● Work task 1
According to the quarterly results excerpt, what did operating expenses total in the second quarter?
● Work task 2
Translate this sentence from the quarterly results excerpt into French: "In addition we incurred approximately $75,000 of incremental costs this quarter due to the new medical device tax."
● Work task 3
Write a continuation of the quarterly results excerpt, picking up after its final sentence.

● Source document

Sales outside the U.S. were $1.5 million in the second quarter a slight increase over the same quarter last year. International Urgent PC sales in the second quarter grew by 11% over the second quarter of last year and 9% on a constant currency basis. Gross margin increased 87.6% for the recent quarter similar to our gross margins in the first quarter of this year excluding the impact of currency rate fluctuations, the current quarter’s gross margin improved 1.2 % from the year ago period driven by product and geographical mix.

Operating expenses totaled $7.2 million in the second quarter compared to $5.6 million in the same quarter last year. Included in the recent quarter’s operating expenses were approximately $1.2 million of one-time costs due to legal and accounting fees associated with the internal review of the past management team’s accounting practices as well as costs associated with the changes in executive management.

Selling and marketing costs increased approximately $600,000 due to higher personnel expense resulting from increased head count which includes the addition of five clinical medical specialists and from revised variable comp plans. In addition we incurred approximately $75,000 of incremental costs this quarter due to the new medical device tax. The operating loss for the quarter was $1.9 million compared with an operating loss of $642,000 in the same quarter last year. Excluding the one-time cost of $1.2 million previously noted as well as excluding recurring non-cash charges for depreciation, amortization and stock based comp, the operating loss for the quarter was $411,000 as compared to $1163,000 in the year ago quarter.

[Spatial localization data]
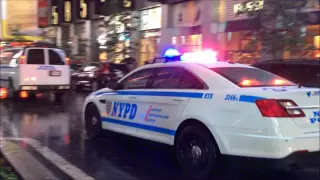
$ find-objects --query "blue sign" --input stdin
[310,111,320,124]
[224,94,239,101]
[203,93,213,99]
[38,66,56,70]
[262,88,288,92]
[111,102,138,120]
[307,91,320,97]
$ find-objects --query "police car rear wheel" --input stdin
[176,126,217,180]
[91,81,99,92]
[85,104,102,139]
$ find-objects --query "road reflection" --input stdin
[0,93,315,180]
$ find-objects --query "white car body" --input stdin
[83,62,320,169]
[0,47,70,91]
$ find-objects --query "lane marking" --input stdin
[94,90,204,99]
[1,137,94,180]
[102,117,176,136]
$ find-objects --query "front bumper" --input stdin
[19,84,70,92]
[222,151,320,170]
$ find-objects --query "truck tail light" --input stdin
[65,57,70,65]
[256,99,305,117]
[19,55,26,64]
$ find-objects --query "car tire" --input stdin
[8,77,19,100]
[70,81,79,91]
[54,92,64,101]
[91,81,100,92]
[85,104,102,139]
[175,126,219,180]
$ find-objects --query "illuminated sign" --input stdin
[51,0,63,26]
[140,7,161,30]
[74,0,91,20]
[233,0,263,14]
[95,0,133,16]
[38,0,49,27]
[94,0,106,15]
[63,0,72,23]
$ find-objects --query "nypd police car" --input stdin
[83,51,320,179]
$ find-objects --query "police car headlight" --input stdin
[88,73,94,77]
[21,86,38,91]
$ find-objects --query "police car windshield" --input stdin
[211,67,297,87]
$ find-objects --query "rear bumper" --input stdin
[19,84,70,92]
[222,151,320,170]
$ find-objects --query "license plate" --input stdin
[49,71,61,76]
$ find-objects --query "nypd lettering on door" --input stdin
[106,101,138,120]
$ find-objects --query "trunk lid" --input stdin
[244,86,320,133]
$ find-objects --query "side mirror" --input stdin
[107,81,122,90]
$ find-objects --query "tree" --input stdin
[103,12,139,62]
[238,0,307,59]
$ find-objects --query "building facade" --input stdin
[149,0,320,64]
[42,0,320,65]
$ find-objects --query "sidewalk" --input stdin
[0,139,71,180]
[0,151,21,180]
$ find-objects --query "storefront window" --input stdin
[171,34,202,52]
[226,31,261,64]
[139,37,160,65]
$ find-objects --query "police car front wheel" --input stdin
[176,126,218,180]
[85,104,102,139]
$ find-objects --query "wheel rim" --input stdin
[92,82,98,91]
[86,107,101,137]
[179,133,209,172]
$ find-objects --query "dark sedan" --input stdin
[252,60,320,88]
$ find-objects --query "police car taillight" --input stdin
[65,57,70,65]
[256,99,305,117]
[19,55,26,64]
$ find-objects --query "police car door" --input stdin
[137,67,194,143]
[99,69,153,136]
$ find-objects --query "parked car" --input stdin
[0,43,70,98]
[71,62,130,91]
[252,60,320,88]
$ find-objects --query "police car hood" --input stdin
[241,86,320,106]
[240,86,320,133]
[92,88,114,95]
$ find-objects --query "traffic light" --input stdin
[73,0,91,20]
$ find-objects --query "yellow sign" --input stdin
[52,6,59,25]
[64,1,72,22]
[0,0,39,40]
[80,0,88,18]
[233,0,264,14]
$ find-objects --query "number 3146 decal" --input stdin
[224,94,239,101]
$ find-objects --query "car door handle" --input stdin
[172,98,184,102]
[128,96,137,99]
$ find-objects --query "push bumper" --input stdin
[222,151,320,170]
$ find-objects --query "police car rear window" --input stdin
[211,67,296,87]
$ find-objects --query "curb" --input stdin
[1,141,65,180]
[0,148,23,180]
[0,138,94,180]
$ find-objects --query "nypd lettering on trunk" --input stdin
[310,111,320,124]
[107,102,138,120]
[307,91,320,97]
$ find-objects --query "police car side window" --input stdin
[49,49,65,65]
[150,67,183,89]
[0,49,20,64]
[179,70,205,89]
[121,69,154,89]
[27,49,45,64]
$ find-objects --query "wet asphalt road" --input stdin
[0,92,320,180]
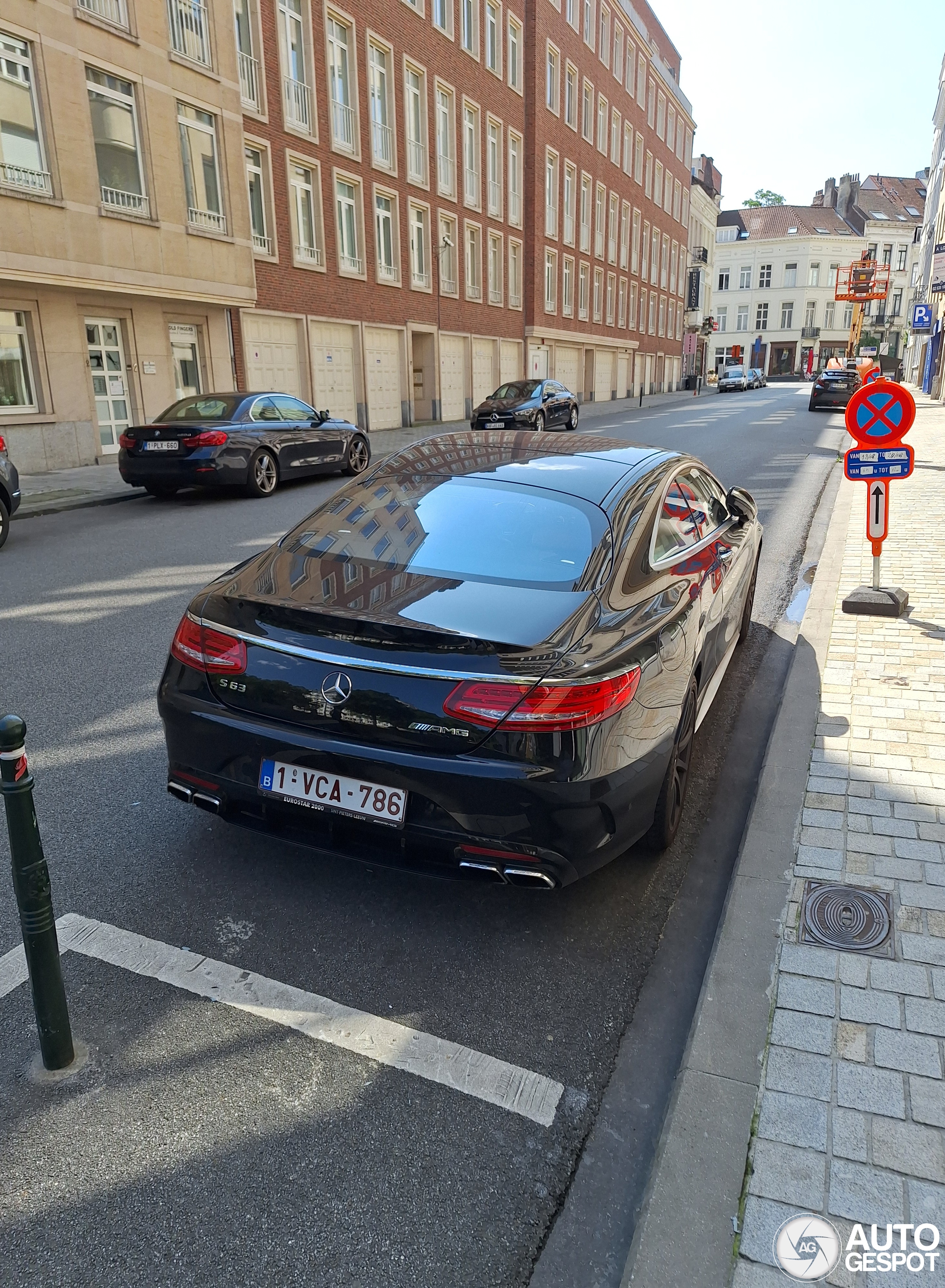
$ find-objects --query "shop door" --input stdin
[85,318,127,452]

● Exercise result 1
$7.2 million.

● Exercise result 2
De plus, nous avons engagé ce trimestre environ 75 000 $ de coûts supplémentaires en raison de la nouvelle taxe sur les dispositifs médicaux.

● Exercise result 3
The loss per share on a GAAP basis was $0.09 in the quarter compared to a loss per share of $0.03 last year. The loss per share in the current quarter excluding one-time and non-cash items was $0.02 per share which compares to the loss per share of $0.01 in the year ago period. In the second quarter we had 701 active customers in the U.S. for our Urgent PC system which compares to 664 active customers in the first quarter of this year. We sold 3,925 lead set boxes this quarter which is up from 3,601 in the first quarter of this year. Utilization in the current quarter was 5.6 boxes per active customer which is up from the 5.4 that we saw in the first quarter.

Turning now to the balance sheet. At September 30, 2013 we had cash, cash equivalents and investments of $12.5 million compared with $14.1 million at the end of June. The decrease in our cash reflects payments of approximately $1.1 million during the quarter for non-recurring legal, administrative and severance expenses that were accrued for in both the first and second quarter but paid in the second quarter. We believe we have sufficient cash to meet our liquidity and growth requirements beyond the next 12 months.

As we look forward we expect to achieve operating leverage as we believe that our current cost structure is sufficient to support higher revenue levels. We currently have 44 U.S. sales territories and based on Q2 revenue the average annual revenue per territory slightly above $400,000. At the current time we do not expect us to financially change the number of sales territories for at least the next 12 months. Rather we anticipate higher revenue per sale territory as a result of the changes we made and are making to our strategy in our organization.

We believe that our ability to grow revenue with our current cost structure will allow us to be cash neutral on annualized revenue of approximately $28 million. For reference our Q2 revenue annualizes to $24 million.

Now I will turn the call back over to you, Rob.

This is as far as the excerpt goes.